═══ Input records

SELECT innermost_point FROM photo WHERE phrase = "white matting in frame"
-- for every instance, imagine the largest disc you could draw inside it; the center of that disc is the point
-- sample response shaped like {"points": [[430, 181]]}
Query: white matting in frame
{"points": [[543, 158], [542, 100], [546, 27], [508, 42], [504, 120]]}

══════

To do
Rewrite the items starting at the first line and ending at the line containing "Query: white matting in frame", changing "disc" to "circle" and leaving everything else the same.

Exercise response
SELECT innermost_point FROM photo WHERE phrase = "white matting in frame"
-- for every instance, imagine the largest circle you could draw inside it; the center of that circle is the point
-- sample response shaped like {"points": [[430, 181]]}
Query: white matting in frame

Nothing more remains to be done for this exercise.